» Exercise directions
The entries below are to be duplicated exactly, with nothing left out.

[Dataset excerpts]
——

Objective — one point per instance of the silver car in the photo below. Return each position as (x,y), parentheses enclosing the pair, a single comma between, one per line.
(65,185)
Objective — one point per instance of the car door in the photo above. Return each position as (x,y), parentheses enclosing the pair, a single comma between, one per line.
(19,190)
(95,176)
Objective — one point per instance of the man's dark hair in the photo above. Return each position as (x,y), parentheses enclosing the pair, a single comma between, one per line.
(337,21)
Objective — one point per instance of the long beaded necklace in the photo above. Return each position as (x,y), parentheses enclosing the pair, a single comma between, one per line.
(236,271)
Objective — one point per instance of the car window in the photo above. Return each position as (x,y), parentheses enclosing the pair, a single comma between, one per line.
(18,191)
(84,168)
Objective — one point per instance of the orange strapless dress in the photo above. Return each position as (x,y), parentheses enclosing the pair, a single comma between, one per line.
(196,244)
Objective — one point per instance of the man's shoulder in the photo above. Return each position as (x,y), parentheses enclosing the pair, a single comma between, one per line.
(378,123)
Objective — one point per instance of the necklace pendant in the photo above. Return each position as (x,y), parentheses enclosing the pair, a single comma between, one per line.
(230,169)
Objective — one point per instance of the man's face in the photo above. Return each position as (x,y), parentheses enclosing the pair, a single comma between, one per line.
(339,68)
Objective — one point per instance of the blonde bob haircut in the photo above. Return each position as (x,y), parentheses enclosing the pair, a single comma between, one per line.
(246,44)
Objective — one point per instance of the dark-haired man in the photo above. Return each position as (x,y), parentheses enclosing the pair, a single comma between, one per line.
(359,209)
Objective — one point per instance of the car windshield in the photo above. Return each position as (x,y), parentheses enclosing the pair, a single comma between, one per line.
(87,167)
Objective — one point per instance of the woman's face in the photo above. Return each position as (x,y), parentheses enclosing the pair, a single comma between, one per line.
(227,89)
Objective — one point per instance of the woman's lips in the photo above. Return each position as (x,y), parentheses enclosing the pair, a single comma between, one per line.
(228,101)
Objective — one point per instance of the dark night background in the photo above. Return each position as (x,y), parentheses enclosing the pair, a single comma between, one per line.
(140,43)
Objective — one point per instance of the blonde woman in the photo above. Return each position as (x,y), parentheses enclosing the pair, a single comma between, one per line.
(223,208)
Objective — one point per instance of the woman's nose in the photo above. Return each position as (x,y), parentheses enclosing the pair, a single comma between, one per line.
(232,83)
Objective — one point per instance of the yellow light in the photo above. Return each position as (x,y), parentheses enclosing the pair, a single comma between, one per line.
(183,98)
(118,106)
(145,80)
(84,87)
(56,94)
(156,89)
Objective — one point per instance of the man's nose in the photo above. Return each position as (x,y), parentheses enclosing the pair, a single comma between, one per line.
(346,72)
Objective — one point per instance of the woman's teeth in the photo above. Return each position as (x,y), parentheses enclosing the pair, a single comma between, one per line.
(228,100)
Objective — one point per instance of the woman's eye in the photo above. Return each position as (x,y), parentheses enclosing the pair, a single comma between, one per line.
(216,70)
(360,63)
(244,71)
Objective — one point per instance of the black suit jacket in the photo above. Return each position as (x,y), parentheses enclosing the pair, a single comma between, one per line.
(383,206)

——

» Answer
Objective — one point per instance of the silver car in the photo below. Return each position as (x,y), parentheses enclosing the pair, a single comma between, one per line.
(65,185)
Objective — one point per instance of the car door in the photo above. Return each position as (x,y), parentheses enclosing the pair, a single comma between, one per line.
(19,190)
(95,176)
Objective — one point per instance of the man's dark hair in the photo above. Return each position as (x,y), parentheses enclosing the pair, a single comma between, one per line.
(337,21)
Objective — one point per instance of the long beaded necklace in the photo above. Return each position as (x,y), parentheses enclosing the pair, a single comma between, one per line.
(236,271)
Objective — one point per instance of the car window in the photo above. Return each position as (x,y), parentheses enclosing the pair, a single comma between, one per line.
(18,191)
(84,168)
Objective — one point per instance of the orange strapless dress in the photo above. Return each position as (x,y), parentheses enclosing the pair, a single comma between, one per line.
(196,244)
Objective — one point per instance of the man's shoulder in the photo above. Return each position as (x,y), parentheses enclosing the pair, a single comma between, one per line.
(378,123)
Objective — one point per instance of the necklace pendant in the photo above. Return each position as (x,y), parentheses enclosing the pair, a single comma between, one per line.
(230,169)
Objective — one point per instance of the man's face in the photo above. Return each position as (x,y), parentheses enclosing the pair, a single comma between, one per line.
(339,68)
Objective — one point per instance of the blonde bob haircut in the photo above. Return each position as (x,y), parentheses enclosing the pair, a single comma between, one per line.
(246,44)
Objective — one point per instance of the dark-haired man in the photo above. Return each position as (x,y), parentheses enclosing the pair, a single comma between, one per line.
(359,209)
Objective — one point per instance of the car windshield in the photo above. Return each position as (x,y), parentheses enclosing the pair, a single comma between, one per line.
(87,167)
Objective — one point per instance of the woman's face in the photo above. Return each position as (x,y), parentheses enclosing the pair, a single comma between, one per line.
(227,89)
Objective — one point per instance of the woman's lips in the photo above. Return each position as (x,y), parentheses enclosing the pair, a single comma between, one per line.
(228,101)
Objective — one point per instance of the dark night background in the photo above. Return each position as (x,y), parentheses enclosing the pair, a single comma between, one per line.
(140,43)
Objective — one point per instance of the blonde woman in the photo above. Return each position as (x,y), parentheses enclosing the pair, a single comma between, one per line.
(223,208)
Objective — one point per instance of the woman's nose in the photo above. Return each position as (x,y), parentheses enclosing the pair, a single comma between, one per line.
(232,83)
Objective — one point per instance of the yellow light in the photo above. Return each position as (x,y), parentheses enclosing the pair, a single comma between, one per line.
(183,98)
(118,106)
(145,80)
(84,87)
(56,94)
(156,89)
Objective — one point per instance of the man's nose in the photo above. Return each position as (x,y), parentheses enclosing the pair, a single comma between, one per line.
(346,72)
Objective — one point per instance of the woman's teeth in the photo above. Return each position as (x,y), parentheses enclosing the pair, a single comma between, one per line.
(228,100)
Objective — one point per instance of the woman's eye in the photo above. Return each position as (x,y), parentheses enclosing the pair, a single comma between, one per line.
(216,70)
(360,63)
(244,71)
Objective — one point per instance of the black suit jacket in the photo above. Return each position as (x,y), parentheses enclosing the pair, a single comma between, one per line.
(383,206)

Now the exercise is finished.